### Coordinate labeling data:
** START **
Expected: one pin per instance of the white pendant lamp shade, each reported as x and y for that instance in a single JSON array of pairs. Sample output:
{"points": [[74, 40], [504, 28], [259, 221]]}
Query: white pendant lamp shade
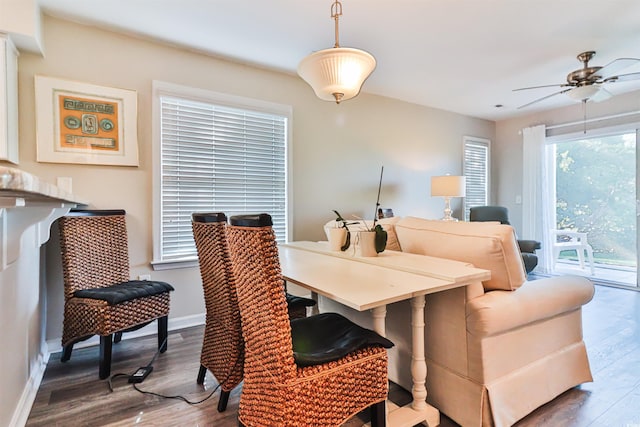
{"points": [[338, 73]]}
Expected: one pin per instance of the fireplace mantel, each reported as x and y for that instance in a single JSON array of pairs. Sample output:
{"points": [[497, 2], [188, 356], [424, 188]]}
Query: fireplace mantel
{"points": [[26, 200]]}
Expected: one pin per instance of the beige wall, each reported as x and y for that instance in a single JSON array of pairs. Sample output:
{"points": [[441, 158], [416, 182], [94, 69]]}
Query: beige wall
{"points": [[337, 150], [507, 148]]}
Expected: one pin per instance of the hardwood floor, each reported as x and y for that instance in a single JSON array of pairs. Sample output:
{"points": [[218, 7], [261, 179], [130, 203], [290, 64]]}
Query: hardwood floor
{"points": [[72, 395]]}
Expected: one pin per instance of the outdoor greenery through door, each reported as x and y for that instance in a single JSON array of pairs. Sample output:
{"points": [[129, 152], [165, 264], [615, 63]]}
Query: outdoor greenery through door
{"points": [[596, 194]]}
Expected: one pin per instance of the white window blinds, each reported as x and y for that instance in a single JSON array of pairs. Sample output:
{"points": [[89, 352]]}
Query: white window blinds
{"points": [[215, 158], [476, 171]]}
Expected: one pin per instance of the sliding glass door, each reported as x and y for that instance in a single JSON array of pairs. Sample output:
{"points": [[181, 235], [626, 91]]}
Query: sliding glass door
{"points": [[596, 200]]}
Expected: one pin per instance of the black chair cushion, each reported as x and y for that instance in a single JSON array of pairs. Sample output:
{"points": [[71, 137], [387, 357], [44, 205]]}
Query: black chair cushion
{"points": [[125, 291], [295, 301], [329, 336]]}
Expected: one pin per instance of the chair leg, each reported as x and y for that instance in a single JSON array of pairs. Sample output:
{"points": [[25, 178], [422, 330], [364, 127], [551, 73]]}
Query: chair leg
{"points": [[224, 398], [105, 356], [66, 353], [378, 414], [163, 323], [201, 373]]}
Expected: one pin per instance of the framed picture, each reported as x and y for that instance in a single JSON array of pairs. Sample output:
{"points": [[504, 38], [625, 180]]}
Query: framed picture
{"points": [[84, 123]]}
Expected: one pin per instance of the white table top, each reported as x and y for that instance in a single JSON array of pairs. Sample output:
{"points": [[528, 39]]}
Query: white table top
{"points": [[367, 282]]}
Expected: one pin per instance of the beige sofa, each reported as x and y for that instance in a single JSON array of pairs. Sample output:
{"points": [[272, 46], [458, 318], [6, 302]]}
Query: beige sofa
{"points": [[495, 350]]}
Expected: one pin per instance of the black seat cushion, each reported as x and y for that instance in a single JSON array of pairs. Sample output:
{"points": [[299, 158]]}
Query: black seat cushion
{"points": [[125, 291], [329, 336], [295, 301]]}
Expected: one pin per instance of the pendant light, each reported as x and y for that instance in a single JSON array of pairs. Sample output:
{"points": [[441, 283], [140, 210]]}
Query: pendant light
{"points": [[337, 74]]}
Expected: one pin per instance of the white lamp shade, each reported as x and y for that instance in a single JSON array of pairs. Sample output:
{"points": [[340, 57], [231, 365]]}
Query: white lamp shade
{"points": [[448, 186], [338, 70]]}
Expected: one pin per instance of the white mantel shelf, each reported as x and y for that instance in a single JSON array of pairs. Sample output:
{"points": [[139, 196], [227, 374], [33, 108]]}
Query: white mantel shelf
{"points": [[26, 200]]}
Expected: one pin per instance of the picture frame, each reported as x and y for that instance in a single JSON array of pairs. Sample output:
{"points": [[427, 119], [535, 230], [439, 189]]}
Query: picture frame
{"points": [[85, 123]]}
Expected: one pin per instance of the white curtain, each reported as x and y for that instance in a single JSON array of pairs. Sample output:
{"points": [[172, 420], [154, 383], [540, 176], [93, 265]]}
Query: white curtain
{"points": [[538, 194]]}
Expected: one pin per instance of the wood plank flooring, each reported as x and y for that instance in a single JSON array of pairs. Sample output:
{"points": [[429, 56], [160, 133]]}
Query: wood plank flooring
{"points": [[72, 395]]}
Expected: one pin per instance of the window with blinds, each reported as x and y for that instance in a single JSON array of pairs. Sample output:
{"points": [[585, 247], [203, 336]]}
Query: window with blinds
{"points": [[476, 170], [217, 158]]}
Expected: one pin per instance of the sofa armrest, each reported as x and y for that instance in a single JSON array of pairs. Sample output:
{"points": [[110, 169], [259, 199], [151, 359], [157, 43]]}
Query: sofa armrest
{"points": [[499, 311]]}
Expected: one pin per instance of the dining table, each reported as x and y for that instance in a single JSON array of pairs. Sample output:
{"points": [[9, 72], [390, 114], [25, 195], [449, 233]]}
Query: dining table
{"points": [[370, 284]]}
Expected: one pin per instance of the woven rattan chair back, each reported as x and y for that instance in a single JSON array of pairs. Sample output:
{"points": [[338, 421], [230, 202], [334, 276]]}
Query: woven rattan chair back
{"points": [[263, 307], [276, 391], [222, 345], [94, 251]]}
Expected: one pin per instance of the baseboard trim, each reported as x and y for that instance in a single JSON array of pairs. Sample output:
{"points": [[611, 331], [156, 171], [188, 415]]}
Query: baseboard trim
{"points": [[23, 409], [54, 345], [28, 396]]}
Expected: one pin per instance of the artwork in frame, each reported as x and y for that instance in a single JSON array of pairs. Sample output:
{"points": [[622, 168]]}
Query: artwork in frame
{"points": [[85, 123]]}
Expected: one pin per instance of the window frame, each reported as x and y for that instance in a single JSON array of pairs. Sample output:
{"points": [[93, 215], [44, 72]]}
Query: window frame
{"points": [[472, 140], [159, 89]]}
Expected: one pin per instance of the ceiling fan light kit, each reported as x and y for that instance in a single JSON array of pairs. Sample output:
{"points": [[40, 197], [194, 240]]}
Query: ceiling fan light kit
{"points": [[587, 83], [338, 73]]}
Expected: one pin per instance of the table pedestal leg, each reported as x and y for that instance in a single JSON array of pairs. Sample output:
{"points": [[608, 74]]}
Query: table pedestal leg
{"points": [[315, 310], [418, 411]]}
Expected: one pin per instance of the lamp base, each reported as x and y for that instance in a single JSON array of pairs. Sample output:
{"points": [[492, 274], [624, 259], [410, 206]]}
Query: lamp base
{"points": [[447, 211]]}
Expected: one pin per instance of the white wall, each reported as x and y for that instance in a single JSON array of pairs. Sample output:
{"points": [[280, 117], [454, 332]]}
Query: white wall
{"points": [[507, 149]]}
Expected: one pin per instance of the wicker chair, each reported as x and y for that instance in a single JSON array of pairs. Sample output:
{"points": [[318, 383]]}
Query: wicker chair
{"points": [[222, 345], [99, 297], [296, 373]]}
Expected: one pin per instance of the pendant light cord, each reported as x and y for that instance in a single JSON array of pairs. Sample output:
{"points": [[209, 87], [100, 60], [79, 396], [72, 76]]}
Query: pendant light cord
{"points": [[336, 12]]}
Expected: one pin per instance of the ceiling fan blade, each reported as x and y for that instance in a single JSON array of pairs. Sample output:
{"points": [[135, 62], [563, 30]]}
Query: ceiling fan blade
{"points": [[543, 98], [616, 65], [601, 95], [622, 78], [539, 87]]}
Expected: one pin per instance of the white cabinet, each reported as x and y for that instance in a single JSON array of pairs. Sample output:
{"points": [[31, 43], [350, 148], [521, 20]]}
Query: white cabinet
{"points": [[8, 100]]}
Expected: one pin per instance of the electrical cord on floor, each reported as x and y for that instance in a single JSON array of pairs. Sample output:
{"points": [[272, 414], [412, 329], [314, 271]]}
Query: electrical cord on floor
{"points": [[148, 370]]}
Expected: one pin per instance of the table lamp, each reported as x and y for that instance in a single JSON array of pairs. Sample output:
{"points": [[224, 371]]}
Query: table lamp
{"points": [[448, 186]]}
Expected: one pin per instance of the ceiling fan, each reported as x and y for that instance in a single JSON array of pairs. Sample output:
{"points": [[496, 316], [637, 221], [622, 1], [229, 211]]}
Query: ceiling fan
{"points": [[587, 83]]}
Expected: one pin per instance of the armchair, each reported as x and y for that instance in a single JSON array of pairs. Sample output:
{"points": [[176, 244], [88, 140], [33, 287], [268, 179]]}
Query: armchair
{"points": [[501, 214]]}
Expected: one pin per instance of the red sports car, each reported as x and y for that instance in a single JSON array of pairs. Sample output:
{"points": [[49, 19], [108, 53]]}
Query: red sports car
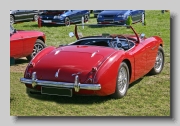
{"points": [[25, 43], [103, 64]]}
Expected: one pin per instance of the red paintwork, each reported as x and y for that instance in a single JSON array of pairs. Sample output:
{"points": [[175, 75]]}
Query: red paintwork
{"points": [[22, 42], [72, 59]]}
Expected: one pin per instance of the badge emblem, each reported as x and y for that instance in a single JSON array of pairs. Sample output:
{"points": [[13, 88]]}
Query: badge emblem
{"points": [[57, 73]]}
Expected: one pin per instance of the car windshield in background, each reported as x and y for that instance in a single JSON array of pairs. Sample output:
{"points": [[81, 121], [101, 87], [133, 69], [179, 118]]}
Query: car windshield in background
{"points": [[11, 29], [96, 30]]}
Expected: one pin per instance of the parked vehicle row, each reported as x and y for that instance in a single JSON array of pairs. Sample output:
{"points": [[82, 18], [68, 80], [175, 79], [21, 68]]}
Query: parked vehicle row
{"points": [[23, 15], [100, 64], [25, 43], [63, 17], [67, 17], [119, 16]]}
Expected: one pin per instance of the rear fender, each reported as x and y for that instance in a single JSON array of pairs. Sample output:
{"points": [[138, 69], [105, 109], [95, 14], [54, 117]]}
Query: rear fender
{"points": [[107, 74]]}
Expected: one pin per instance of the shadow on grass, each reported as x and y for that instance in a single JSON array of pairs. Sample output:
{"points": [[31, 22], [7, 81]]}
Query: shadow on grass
{"points": [[75, 99]]}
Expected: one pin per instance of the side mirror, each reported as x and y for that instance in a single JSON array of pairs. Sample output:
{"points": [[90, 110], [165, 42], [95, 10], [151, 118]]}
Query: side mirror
{"points": [[71, 34], [142, 36]]}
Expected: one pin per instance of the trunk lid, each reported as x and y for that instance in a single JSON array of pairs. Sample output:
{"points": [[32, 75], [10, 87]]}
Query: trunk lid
{"points": [[68, 60]]}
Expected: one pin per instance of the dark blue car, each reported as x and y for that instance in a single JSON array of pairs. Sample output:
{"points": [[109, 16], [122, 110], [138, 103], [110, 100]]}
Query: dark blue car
{"points": [[119, 16], [63, 17]]}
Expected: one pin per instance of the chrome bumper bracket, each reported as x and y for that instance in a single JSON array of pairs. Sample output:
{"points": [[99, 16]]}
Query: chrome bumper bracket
{"points": [[76, 85]]}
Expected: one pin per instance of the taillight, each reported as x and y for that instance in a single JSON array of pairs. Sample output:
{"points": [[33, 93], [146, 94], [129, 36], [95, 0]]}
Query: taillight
{"points": [[91, 75], [29, 70]]}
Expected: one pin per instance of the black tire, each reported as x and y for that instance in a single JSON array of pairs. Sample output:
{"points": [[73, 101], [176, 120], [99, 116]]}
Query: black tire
{"points": [[35, 18], [122, 82], [86, 18], [159, 63], [12, 19], [67, 21], [38, 46]]}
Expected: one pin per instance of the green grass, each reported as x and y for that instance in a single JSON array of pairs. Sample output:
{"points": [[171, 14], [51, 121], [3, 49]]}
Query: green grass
{"points": [[148, 96]]}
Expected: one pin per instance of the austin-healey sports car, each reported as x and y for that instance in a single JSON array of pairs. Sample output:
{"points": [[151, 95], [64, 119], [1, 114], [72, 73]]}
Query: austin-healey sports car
{"points": [[95, 64]]}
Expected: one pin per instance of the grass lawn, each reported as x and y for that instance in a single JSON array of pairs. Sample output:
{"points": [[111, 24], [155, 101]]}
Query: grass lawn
** END **
### WHAT TO DO:
Write out, word for word, the line containing "Expected: one pin per instance of the dark" and every line after it to the end of the data above.

### THE SOLUTION:
Expected: one pin per instance of the dark blue car, each reported as x and y for that instance in a single JSON array of pairs. Sample output:
{"points": [[109, 16], [122, 110], [138, 103], [110, 100]]}
Query: dark blue car
{"points": [[119, 16], [63, 17]]}
Expected: one pin per instance of the chrome bumper bracket, each reported as x and y for that instance in a single JSON array of pairs. Sample output:
{"points": [[99, 16]]}
Query: chrome bumper bracket
{"points": [[76, 85]]}
Expected: one pin per instance of the taillight, each reported as x and y for that instance in a single JSON array of pairs. Sample output:
{"points": [[33, 93], [146, 94], [129, 36], [95, 0]]}
Query: taillight
{"points": [[91, 75], [29, 70]]}
Expected: one pin per instance of the black tire, each reported as x and y for that instance in a single JSON array of pairs. Sample output:
{"points": [[73, 101], [176, 120], [99, 116]]}
Query: black tire
{"points": [[35, 18], [122, 82], [86, 18], [159, 63], [12, 19], [67, 21], [38, 46]]}
Expected: one pin per instance of the green grass, each reported as x and y for that instance in a single JSON array of pairs. Sample output:
{"points": [[171, 14], [51, 121], [3, 49]]}
Query: green grass
{"points": [[148, 96]]}
Expected: one pin per instance of the austin-healey sports car, each reported as x and y for that instance in a single JSON array of pairs. Sample output:
{"points": [[151, 95], [64, 119], [1, 114], [72, 73]]}
Query: austin-healey sports car
{"points": [[95, 64]]}
Expected: one pin per instance of the grass lawn, each reported as x and y for that instance in a single JSON array of pairs. Sample output:
{"points": [[111, 24], [155, 101]]}
Query: grass lawn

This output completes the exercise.